## Page
______________________________

5

I have an image of a chessboard taken at some angle. Now I want to warp perspective so the chessboard image look again as if was taken directly from above.

I know that I can try to use 'findHomography' between matched points but I wanted to avoid it and use e.g. rotation data from mobile sensors to build homography matrix on my own. I calibrated my camera to get intrinsic parameters. Then lets say the following image has been taken at ~60degrees angle around x-axis. I thought that all I have to do is to multiply camera matrix with rotation matrix to obtain homography matrix. I tried to use the following code but looks like I'm not understanding something correctly because it doesn't work as expected (result image completely black or white.

enter image description here

import cv2
import numpy as np
import math 



camera_matrix = np.array([[ 5.7415988502105745e+02, 0., 2.3986181527877352e+02],
                           [0., 5.7473682183375217e+02, 3.1723734404756237e+02], 
                           [0., 0., 1.]])

distortion_coefficients = np.array([ 1.8662919398453856e-01, -7.9649812697463640e-01,
   1.8178068172317731e-03, -2.4296638847737923e-03,
   7.0519002388825025e-01 ])

theta = math.radians(60)

rotx = np.array([[1, 0, 0],
               [0, math.cos(theta), -math.sin(theta)],
               [0, math.sin(theta), math.cos(theta)]])   



homography = np.dot(camera_matrix, rotx)


im = cv2.imread('data/chess1.jpg')
gray = cv2.cvtColor(im,cv2.COLOR_BGR2GRAY)

im_warped = cv2.warpPerspective(gray, homography, (480, 640), flags=cv2.WARP_INVERSE_MAP)
cv2.imshow('image', im_warped)
cv2.waitKey()
pass

I also have distortion_coefficients after calibration. How can those be incorporated into the code to improve results?

2

This answer is awfully late by several years, but here it is ...

(Disclaimer: my use of terminology in this answer may be imprecise or incorrect. Please do look up on this topic from other more credible sources.)


Remember:

  • Because you only have one image (view), you can only compute 2D homography (perspective correspondence between one 2D view and another 2D view), not the full 3D homography.
  • Because of that, the nice intuitive understanding of the 3D homography (rotation matrix, translation matrix, focal distance, etc.) are not available to you.
  • What we say is that with 2D homography you cannot factorize the 3x3 matrix into those nice intuitive components like 3D homography does.
  • You have one matrix - (which is the product of several matrices unknown to you) - and that is it.

______________________________

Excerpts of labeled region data
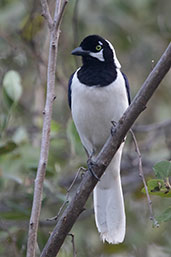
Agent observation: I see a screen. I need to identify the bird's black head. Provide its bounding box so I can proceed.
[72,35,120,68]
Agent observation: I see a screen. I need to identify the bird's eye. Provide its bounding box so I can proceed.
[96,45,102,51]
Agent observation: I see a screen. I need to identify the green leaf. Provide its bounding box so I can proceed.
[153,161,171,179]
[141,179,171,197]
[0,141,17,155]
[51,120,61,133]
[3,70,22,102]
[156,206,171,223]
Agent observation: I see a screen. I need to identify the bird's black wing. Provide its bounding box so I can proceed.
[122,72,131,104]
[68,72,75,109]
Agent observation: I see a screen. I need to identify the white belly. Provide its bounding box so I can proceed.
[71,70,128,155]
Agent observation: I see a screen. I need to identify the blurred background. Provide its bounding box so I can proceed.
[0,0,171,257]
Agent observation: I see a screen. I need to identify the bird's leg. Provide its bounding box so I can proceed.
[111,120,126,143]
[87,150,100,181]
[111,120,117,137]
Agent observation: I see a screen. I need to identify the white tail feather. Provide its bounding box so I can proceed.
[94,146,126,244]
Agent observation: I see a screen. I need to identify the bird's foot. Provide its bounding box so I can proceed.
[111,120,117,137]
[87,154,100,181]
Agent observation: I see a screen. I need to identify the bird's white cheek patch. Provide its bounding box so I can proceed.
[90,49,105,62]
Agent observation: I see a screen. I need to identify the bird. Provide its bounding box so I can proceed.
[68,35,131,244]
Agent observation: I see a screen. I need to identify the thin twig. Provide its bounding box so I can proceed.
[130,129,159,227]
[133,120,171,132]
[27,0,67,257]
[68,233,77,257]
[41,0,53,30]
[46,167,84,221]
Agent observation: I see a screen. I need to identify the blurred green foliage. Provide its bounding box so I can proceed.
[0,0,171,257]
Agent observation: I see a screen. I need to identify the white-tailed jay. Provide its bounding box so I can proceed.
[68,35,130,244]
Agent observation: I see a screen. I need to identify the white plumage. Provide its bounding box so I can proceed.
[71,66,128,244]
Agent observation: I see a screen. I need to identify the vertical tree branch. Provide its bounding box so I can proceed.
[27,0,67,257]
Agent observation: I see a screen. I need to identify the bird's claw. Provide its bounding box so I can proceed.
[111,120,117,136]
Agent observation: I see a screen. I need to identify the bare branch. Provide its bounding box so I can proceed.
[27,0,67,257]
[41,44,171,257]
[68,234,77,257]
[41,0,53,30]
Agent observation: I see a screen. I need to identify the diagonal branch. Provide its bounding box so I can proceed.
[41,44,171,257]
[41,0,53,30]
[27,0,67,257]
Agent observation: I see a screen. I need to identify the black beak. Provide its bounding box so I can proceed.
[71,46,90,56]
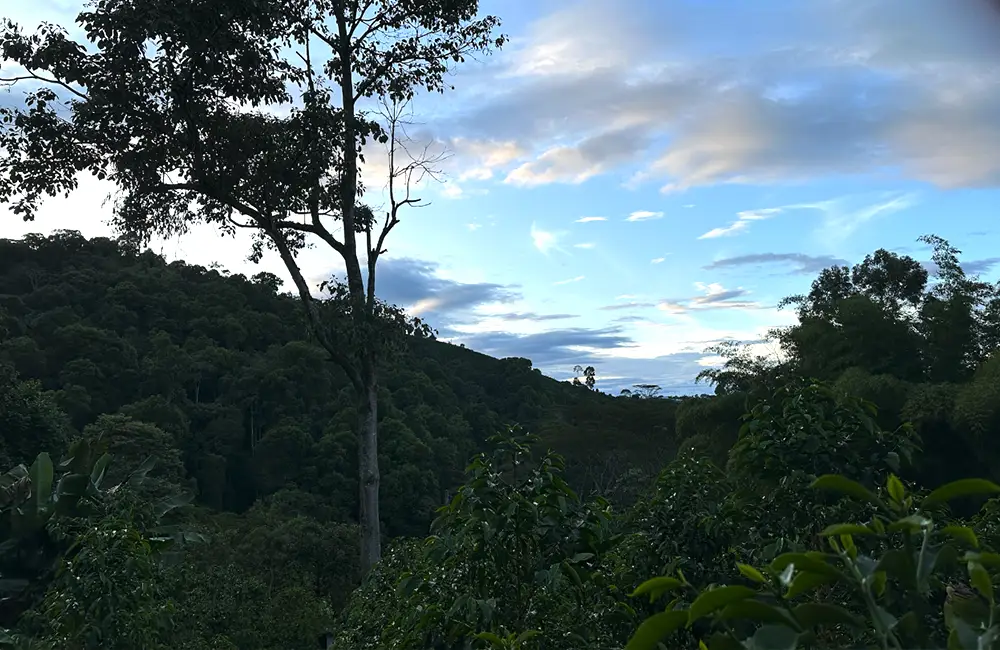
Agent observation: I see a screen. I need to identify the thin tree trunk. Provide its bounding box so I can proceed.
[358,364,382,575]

______________________________

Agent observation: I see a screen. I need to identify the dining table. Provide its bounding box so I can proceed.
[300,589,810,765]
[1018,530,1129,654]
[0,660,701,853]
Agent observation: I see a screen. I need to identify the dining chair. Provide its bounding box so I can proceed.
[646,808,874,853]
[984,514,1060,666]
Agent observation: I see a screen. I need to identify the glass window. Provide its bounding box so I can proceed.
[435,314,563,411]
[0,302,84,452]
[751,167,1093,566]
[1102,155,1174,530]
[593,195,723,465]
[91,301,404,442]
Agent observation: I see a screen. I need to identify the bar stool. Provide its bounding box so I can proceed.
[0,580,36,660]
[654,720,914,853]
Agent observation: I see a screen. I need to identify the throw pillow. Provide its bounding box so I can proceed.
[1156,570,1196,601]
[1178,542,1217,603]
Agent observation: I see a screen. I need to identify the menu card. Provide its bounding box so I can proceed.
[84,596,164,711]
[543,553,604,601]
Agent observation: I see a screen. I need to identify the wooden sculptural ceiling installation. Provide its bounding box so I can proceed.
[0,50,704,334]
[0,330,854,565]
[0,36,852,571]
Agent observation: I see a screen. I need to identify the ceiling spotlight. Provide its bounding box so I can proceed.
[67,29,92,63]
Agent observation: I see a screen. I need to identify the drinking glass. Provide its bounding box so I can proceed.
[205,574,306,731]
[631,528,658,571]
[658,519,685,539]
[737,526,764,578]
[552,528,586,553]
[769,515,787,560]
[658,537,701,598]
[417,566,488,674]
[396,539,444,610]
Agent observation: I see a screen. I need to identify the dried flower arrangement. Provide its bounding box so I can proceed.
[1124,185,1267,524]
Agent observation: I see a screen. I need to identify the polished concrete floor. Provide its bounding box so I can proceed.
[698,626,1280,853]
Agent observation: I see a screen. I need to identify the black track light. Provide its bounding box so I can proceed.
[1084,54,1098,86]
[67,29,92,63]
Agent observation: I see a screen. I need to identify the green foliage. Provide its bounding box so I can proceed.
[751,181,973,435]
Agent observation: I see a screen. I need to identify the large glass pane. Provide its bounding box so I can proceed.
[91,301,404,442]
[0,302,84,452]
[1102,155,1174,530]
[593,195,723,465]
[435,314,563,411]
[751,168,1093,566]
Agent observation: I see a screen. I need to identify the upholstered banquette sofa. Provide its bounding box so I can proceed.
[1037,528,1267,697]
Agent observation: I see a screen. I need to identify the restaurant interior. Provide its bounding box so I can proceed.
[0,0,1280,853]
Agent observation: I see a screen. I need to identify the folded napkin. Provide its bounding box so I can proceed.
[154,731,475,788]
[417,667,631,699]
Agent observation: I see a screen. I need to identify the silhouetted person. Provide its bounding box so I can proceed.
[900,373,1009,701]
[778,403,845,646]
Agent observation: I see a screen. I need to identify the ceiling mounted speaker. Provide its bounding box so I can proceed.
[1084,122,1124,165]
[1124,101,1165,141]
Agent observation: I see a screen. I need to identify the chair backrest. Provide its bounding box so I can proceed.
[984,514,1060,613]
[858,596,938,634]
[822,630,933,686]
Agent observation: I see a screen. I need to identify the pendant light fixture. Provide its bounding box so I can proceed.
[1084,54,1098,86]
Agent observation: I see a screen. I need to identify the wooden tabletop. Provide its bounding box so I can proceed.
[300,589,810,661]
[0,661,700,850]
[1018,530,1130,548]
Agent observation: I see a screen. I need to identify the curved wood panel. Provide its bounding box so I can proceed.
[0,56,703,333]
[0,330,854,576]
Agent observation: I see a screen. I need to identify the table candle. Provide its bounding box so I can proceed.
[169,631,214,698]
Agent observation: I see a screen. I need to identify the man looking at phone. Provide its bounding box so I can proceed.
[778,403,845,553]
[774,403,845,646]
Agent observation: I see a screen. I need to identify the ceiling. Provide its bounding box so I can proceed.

______________________________

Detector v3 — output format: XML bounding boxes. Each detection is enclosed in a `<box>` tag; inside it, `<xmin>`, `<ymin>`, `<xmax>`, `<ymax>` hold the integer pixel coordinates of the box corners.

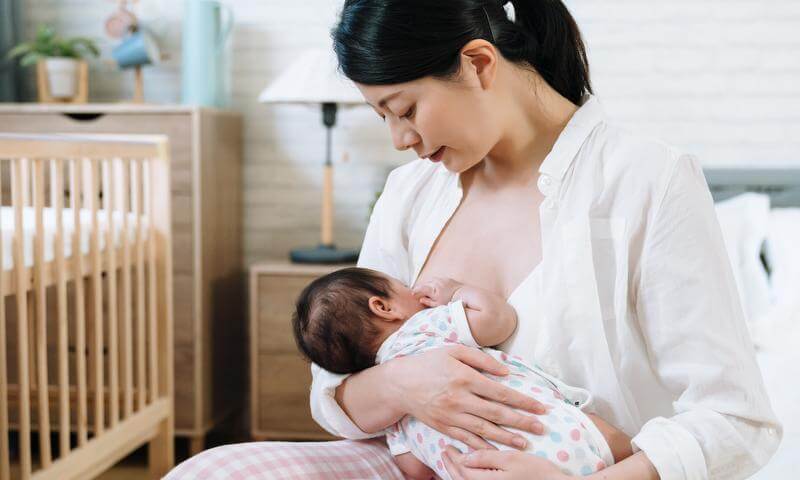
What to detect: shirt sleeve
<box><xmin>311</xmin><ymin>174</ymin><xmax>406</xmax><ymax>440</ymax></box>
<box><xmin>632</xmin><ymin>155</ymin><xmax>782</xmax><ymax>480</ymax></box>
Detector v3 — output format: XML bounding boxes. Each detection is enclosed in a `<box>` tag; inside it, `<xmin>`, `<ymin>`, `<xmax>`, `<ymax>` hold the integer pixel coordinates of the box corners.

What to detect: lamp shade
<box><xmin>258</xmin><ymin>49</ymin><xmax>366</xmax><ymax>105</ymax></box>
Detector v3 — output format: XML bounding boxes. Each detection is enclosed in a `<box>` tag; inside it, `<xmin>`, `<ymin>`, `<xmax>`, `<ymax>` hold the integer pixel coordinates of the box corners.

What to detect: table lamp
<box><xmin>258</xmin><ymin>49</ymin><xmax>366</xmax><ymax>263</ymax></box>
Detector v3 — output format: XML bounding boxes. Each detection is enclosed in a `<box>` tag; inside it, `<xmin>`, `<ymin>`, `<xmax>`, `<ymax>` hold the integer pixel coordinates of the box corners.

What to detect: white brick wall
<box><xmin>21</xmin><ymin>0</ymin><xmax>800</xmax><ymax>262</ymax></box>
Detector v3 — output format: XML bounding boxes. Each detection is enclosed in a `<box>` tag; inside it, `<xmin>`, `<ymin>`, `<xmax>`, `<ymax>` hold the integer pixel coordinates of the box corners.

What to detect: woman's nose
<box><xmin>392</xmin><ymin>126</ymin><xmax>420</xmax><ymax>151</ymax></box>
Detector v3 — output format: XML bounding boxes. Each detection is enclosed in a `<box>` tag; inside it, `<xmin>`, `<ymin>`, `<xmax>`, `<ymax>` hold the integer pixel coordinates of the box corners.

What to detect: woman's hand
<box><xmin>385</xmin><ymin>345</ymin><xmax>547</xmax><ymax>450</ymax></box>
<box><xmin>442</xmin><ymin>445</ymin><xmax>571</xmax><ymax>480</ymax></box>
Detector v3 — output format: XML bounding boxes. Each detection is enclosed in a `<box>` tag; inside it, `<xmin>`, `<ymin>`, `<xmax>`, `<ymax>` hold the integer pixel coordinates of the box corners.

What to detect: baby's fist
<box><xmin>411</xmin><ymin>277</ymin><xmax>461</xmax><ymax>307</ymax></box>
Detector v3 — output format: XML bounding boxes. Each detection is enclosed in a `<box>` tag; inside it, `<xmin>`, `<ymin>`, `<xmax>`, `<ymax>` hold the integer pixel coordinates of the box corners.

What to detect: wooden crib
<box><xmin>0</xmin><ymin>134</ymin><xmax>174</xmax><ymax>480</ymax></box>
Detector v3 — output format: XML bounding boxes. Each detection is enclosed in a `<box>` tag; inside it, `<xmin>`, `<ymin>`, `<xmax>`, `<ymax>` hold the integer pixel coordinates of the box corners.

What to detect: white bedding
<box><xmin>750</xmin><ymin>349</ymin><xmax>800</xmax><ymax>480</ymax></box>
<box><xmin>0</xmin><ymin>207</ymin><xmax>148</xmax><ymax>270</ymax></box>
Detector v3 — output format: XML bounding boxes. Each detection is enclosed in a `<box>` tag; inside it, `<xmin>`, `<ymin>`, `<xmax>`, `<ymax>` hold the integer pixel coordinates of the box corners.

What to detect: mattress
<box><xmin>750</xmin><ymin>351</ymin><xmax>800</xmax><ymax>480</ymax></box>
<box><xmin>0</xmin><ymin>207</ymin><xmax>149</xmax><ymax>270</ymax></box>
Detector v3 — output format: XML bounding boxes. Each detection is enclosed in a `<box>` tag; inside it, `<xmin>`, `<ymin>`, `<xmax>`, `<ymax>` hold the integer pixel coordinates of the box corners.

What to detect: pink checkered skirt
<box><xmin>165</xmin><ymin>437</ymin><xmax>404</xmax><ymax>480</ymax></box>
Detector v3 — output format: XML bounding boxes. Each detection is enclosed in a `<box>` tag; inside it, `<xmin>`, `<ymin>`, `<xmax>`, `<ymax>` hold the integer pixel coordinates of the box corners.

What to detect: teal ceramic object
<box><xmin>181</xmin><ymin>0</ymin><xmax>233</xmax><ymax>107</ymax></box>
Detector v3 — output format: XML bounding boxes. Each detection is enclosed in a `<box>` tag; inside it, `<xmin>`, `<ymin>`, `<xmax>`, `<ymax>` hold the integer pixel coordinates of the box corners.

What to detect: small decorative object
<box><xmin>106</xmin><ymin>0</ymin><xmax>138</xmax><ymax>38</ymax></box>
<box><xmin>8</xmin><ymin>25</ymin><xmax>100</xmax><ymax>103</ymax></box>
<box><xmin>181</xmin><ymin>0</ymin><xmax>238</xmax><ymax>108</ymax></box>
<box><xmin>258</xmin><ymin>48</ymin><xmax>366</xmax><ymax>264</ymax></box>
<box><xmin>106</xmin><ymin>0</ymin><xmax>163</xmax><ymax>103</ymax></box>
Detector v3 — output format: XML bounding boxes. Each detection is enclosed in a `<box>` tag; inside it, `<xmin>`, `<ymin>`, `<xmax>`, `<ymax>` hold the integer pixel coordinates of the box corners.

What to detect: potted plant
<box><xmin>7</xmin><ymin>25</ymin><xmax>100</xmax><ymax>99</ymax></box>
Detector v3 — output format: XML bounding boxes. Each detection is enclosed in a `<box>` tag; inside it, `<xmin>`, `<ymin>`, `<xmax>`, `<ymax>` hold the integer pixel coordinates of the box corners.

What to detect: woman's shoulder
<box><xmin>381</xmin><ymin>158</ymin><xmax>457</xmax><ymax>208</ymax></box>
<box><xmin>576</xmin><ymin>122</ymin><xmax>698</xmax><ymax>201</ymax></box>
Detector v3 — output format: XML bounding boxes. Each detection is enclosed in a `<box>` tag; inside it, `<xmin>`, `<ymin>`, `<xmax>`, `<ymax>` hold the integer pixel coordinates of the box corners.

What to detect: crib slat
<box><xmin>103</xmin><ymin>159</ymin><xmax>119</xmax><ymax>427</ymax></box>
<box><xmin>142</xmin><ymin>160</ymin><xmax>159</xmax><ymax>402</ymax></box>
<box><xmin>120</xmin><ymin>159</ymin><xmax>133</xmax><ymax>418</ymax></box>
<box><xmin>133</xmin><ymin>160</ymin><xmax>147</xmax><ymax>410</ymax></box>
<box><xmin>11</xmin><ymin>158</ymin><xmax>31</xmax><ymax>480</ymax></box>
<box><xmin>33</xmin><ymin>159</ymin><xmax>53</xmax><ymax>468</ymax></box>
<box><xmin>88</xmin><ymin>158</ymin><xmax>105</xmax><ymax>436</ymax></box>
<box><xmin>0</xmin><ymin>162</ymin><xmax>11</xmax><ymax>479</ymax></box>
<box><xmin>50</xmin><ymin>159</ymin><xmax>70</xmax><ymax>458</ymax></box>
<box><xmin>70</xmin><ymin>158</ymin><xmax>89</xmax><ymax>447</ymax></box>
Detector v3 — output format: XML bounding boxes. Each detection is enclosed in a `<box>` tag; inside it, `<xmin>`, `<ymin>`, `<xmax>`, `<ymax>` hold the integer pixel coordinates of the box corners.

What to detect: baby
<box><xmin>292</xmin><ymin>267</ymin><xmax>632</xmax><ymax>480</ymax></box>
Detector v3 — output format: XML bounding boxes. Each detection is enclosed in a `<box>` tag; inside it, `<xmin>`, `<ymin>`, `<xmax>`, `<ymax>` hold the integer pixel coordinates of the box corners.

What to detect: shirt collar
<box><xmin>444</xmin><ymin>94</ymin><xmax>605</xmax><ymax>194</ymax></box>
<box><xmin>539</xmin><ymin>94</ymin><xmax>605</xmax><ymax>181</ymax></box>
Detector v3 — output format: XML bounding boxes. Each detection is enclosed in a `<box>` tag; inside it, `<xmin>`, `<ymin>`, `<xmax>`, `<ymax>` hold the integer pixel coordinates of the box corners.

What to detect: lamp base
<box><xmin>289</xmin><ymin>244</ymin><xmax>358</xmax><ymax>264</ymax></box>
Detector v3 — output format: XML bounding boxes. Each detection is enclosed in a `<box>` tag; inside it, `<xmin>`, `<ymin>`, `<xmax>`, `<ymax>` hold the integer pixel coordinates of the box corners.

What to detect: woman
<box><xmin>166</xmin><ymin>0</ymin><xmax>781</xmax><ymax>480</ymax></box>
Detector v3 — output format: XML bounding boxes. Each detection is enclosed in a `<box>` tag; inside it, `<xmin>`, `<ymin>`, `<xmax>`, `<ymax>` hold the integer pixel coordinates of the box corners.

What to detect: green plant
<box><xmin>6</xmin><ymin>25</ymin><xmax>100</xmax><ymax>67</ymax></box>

______________________________

## Tasks for this exercise
(1) In the chessboard homography thread, what does the poster say the result image looks like when the code runs?
(2) Name every cv2 function that the code in the chessboard homography thread calls.
(3) Please carry the chessboard homography thread forward from its last bullet point.

## Exercise answers
(1) The result image comes out completely black or white.

(2) cv2.imread, cv2.cvtColor, cv2.warpPerspective, cv2.imshow, cv2.waitKey

(3)
However,

OpenCV provides a getPerspectiveTransform function which solves the 3x3 perspective matrix (using homogenous coordinate system) for a 2D homography between two planar quadrilaterals.

Link to documentation

To use this function,

  • Find the four corners of the chessboard on the image. These will be your source coordinates.
  • Supply four rectangle corners of your choice. These will be your destination coordinates.
  • Pass the source coordinates and destination coordinates into the getPerspectiveTransform to generate a 3x3 matrix that is able to dewarp your chessboard to an upright rectangle.

Notes to remember:

  • Mind the ordering of the four corners.

    • If the source coordinates are picked in clockwise order, the destination also needs to be picked in clockwise order.
    • Likewise, if counter-clockwise order is used, do it consistently.
    • Likewise, if z-order (top left, top right, bottom left, bottom right) is used, do it consistently.
    • Failure to order the corners consistently will generate a matrix that executes the point-to-point correspondence exactly (mathematically speaking), but will not generate a usable output image.
  • The aspect ratio of the destination rectangle can be chosen arbitrarily. In fact, it is not possible to deduce the "original aspect ratio" of the object in world coordinates, because "this is 2D homography, not 3D".

1

One problem is that to multiply by a camera matrix you need some concept of a z coordinate. You should start by getting basic image warping given Euler angles to work before you think about distortion coefficients. Have a look at this answer for a slightly more detailed explanation and try to duplicate my result. The idea of moving your image down the z axis and then projecting it with your camera matrix can be confusing, let me know if any part of it does not make sense.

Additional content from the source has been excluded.